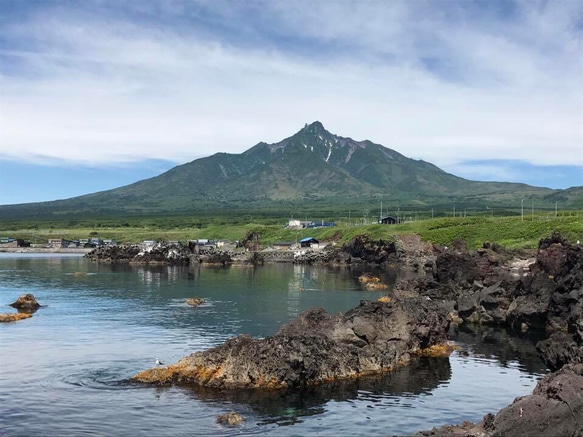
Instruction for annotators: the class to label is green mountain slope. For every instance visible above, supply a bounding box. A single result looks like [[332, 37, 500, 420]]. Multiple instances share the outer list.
[[0, 122, 580, 217]]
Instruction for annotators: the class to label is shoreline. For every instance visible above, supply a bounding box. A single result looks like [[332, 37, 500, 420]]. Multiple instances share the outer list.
[[0, 247, 93, 255]]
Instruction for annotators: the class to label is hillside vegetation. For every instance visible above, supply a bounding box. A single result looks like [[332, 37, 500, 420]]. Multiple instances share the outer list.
[[0, 122, 583, 220], [0, 214, 583, 249]]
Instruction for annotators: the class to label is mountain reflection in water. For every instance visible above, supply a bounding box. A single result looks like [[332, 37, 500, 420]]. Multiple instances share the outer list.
[[0, 254, 545, 437]]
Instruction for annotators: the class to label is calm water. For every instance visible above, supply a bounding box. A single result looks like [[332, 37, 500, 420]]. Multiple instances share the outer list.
[[0, 254, 545, 436]]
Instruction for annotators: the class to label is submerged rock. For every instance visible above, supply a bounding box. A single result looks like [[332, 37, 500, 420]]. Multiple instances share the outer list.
[[186, 297, 204, 307], [10, 293, 40, 311], [133, 299, 449, 389], [366, 282, 389, 290], [416, 364, 583, 437], [217, 411, 245, 426], [358, 273, 380, 283], [0, 313, 32, 323], [394, 233, 583, 331]]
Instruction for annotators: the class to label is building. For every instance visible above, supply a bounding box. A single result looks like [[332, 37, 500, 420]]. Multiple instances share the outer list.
[[379, 215, 399, 225], [307, 220, 336, 228], [287, 219, 314, 229], [89, 237, 103, 247], [300, 237, 320, 249], [2, 238, 30, 247], [273, 241, 295, 250], [48, 238, 69, 249]]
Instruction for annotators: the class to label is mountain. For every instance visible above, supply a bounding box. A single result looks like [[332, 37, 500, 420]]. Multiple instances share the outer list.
[[0, 121, 576, 217]]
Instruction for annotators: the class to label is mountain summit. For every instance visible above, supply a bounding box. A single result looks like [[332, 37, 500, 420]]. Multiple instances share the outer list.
[[0, 121, 554, 215]]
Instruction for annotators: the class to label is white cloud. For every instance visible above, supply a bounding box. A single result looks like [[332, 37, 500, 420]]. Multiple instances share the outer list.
[[0, 1, 583, 166]]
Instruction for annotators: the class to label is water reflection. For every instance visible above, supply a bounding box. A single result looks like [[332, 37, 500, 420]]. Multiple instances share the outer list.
[[0, 254, 544, 436], [167, 358, 451, 425], [450, 324, 547, 374]]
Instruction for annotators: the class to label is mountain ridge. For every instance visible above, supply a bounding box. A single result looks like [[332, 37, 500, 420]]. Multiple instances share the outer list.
[[0, 121, 579, 216]]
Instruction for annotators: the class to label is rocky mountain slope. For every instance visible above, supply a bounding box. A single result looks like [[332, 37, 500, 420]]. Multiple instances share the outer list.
[[0, 121, 577, 216]]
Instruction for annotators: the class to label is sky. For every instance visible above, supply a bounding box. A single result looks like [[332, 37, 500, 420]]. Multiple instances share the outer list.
[[0, 0, 583, 204]]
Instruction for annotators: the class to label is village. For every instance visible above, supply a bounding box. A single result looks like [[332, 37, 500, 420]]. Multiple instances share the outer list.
[[0, 216, 397, 256]]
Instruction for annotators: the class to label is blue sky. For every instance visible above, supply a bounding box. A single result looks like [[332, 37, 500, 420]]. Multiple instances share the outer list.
[[0, 0, 583, 204]]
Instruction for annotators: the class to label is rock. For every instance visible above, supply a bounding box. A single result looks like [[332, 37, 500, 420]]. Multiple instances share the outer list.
[[366, 282, 389, 290], [416, 364, 583, 437], [186, 297, 204, 307], [0, 313, 32, 323], [10, 293, 40, 311], [200, 250, 233, 266], [85, 242, 193, 265], [85, 244, 141, 263], [358, 273, 380, 283], [217, 411, 244, 426], [536, 332, 583, 371], [133, 299, 449, 389]]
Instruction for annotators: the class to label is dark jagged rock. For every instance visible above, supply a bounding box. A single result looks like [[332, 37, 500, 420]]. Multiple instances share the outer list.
[[416, 364, 583, 437], [10, 293, 41, 312], [85, 244, 141, 263], [217, 411, 245, 426], [85, 242, 192, 265], [395, 233, 583, 330], [134, 299, 449, 389], [536, 332, 583, 371], [199, 250, 233, 266]]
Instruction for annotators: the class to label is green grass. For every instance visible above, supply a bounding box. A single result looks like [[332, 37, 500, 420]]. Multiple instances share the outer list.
[[0, 214, 583, 249]]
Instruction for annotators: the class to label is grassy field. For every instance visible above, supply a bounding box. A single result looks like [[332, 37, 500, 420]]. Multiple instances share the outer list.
[[0, 213, 583, 249]]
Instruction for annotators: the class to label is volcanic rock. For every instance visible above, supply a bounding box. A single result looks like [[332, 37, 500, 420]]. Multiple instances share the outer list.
[[217, 411, 245, 426], [186, 297, 204, 307], [0, 313, 32, 323], [133, 299, 449, 389], [416, 364, 583, 437], [10, 293, 40, 311]]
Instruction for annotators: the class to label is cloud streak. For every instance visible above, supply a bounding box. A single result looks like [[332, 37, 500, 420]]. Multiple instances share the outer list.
[[0, 1, 583, 168]]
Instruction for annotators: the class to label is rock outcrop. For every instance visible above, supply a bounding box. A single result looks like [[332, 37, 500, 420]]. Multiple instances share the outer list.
[[10, 293, 41, 312], [416, 364, 583, 437], [133, 299, 449, 389], [395, 234, 583, 331], [85, 242, 192, 265], [185, 297, 204, 307], [0, 313, 32, 323], [217, 411, 245, 426]]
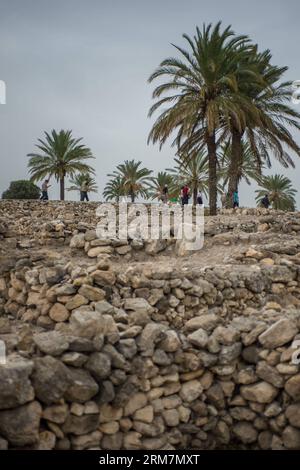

★ ★ ★ ★

### What you are asked to do
Convert all the rows above into a two-column Markdown table, with a running line number under Index and the line itself under Text. Drop blank lines, and omit the pictures.

### Answer for the task
| Index | Text |
|---|---|
| 1 | Instruction for annotators: the class to label is green mountain slope. For every instance visible above, supply a bounding box. A single result looks like [[332, 37, 500, 420]]. Multiple instances share the outer list. |
| 2 | [[0, 122, 580, 217]] |
| 3 | Instruction for annotators: the class to label is shoreline. For every instance visible above, supply a bounding box. A single result looks like [[332, 37, 500, 420]]. Multiple instances share the outer list. |
| 4 | [[0, 247, 93, 255]] |
| 5 | Instruction for annotators: the class to label is hillside vegetation. For every instance visible above, supply a bounding box. A single result looks like [[332, 37, 500, 420]]. Multiple instances share the outer list. |
| 6 | [[0, 122, 583, 220], [0, 214, 583, 249]] |
| 7 | Instruction for annotators: the class to label is mountain reflection in water. For every instance visible above, supply a bounding box. A single result looks like [[332, 37, 500, 420]]. Multiple instances share the outer list. |
| 8 | [[0, 254, 545, 437]] |
| 9 | Instruction for annotators: the class to label is calm water. For every instance visible above, supply a bounding box. A single result looks like [[332, 37, 500, 420]]. Multiple instances share the outer list. |
| 10 | [[0, 254, 545, 436]] |
| 11 | Instruction for annotators: the class to label is submerged rock. For every instance visible above, supply a bounding box. A single result looks like [[332, 37, 500, 420]]. Multiple instances share the outer list. |
| 12 | [[186, 297, 204, 307], [10, 293, 40, 311], [133, 299, 449, 389], [366, 282, 389, 290], [416, 364, 583, 437], [217, 411, 245, 426], [358, 273, 380, 283], [0, 313, 32, 323], [394, 233, 583, 331]] |
| 13 | Instruction for annotators: the class to label is building. For every instance visible above, supply a bounding box. A single result looks like [[332, 37, 500, 420]]. Multiple instances share the outer list. |
| 14 | [[379, 215, 399, 225], [307, 220, 336, 228], [287, 219, 314, 229], [89, 237, 103, 247], [300, 237, 320, 249], [2, 238, 30, 247], [273, 241, 295, 250], [48, 238, 69, 249]] |
| 15 | Instruction for annotators: the class to label is mountain. For every instance visible above, supply a bounding box. A single result looks like [[332, 37, 500, 420]]. Multiple instances share the outer list. |
| 16 | [[0, 121, 576, 217]] |
| 17 | Instruction for annotators: the class to label is mountain summit. For every instance visible above, supply a bounding box. A single result looks like [[332, 37, 500, 420]]. Multiple instances share the outer list. |
| 18 | [[0, 121, 554, 215]] |
| 19 | Instruction for annotators: the class to label is white cloud. For every instance visible above, supply a bounding box. A single result looks like [[332, 37, 500, 420]]. Multiple instances share the outer list. |
| 20 | [[0, 1, 583, 166]] |
| 21 | Instruction for annotators: the class to label is water reflection. For every instance visible above, supply a bounding box. A single result looks like [[332, 37, 500, 420]]. Multiple instances share the outer list. |
| 22 | [[0, 254, 544, 436], [167, 358, 451, 425], [450, 324, 547, 374]] |
| 23 | Instruction for annotators: the class to label is mountain ridge. For every instance visible above, supply a bounding box. A single result looks like [[332, 37, 500, 420]]. Multiple instances share the outer list. |
| 24 | [[0, 121, 579, 216]] |
| 25 | Instruction for annotators: the class to label is rocky mountain slope. For every instance visible above, supply a bounding box. A single result looks like [[332, 37, 500, 420]]. Multiple instances share the outer list. |
| 26 | [[0, 121, 577, 216]] |
| 27 | Instruction for annotators: the class to label is sky. For every instance visible above, supply a bounding box. A single result looks like [[332, 37, 500, 420]]. Multiple instances share the outer list. |
| 28 | [[0, 0, 583, 204]] |
| 29 | Instruction for annotators: the class to label is village. For every instance visible above, supply a bounding box. A single result looks like [[332, 37, 500, 420]]. Multiple instances share the outer list. |
| 30 | [[0, 216, 397, 256]] |
| 31 | Instruction for annotators: the class to label is blue sky. For every instance visible above, supply a bounding box. A single result looks like [[332, 37, 500, 420]]. Multiple instances share the outer list. |
| 32 | [[0, 0, 583, 204]] |
| 33 | Instruction for annotators: the class to label is rock. For every instance visible above, supply a bounding box. A single result looks like [[332, 37, 500, 420]]. Multiple instances share the outer list. |
| 34 | [[366, 282, 389, 290], [416, 364, 583, 437], [186, 297, 204, 307], [0, 313, 32, 323], [10, 293, 40, 311], [200, 250, 233, 266], [85, 242, 193, 265], [85, 244, 141, 263], [358, 273, 380, 283], [217, 411, 244, 426], [536, 332, 583, 371], [133, 299, 449, 389]] |
| 35 | Instruction for annotators: the class to label is dark jagged rock. For every instance visible above, supply a bounding box. A single result looks like [[332, 37, 500, 420]]. Multiple instances share the outer list. |
| 36 | [[416, 364, 583, 437], [10, 293, 41, 312], [85, 244, 141, 263], [217, 411, 245, 426], [85, 242, 192, 265], [395, 233, 583, 330], [134, 299, 449, 389], [536, 332, 583, 371], [199, 250, 233, 266]] |
| 37 | Instruction for annotators: the class to label is green grass. For every instance visible above, supply a bounding box. A single result looks like [[332, 37, 500, 420]]. Multiple instances share the outer list. |
| 38 | [[0, 214, 583, 249]] |
| 39 | Instruction for annotators: the class to label is grassy field. For every instance visible above, supply a bounding box. A single result looks like [[332, 37, 500, 420]]. Multiple instances share the outer list. |
| 40 | [[0, 213, 583, 249]] |
| 41 | Instruction for annotators: the class to label is volcanic rock. For every instance visible above, supply a bounding box. A single result looks like [[332, 37, 500, 420]]. Multiple instances share the outer list. |
| 42 | [[217, 411, 245, 426], [186, 297, 204, 307], [0, 313, 32, 323], [133, 299, 449, 389], [416, 364, 583, 437], [10, 293, 40, 311]] |
| 43 | Instruction for annotators: the class to label is cloud streak. For every instance visible above, supply a bounding box. A single result looks like [[332, 37, 500, 420]]. Multiple instances share the outer list. |
| 44 | [[0, 1, 583, 168]] |
| 45 | Instruction for annotators: the class to label is rock outcrop. For every instance visible above, supply a bounding box. A single result looks like [[332, 37, 500, 420]]. Multiple instances share the outer list. |
| 46 | [[10, 293, 41, 312], [416, 364, 583, 437], [133, 299, 449, 389], [395, 234, 583, 331], [85, 242, 192, 265], [185, 297, 204, 307], [0, 313, 32, 323], [217, 411, 245, 426]] |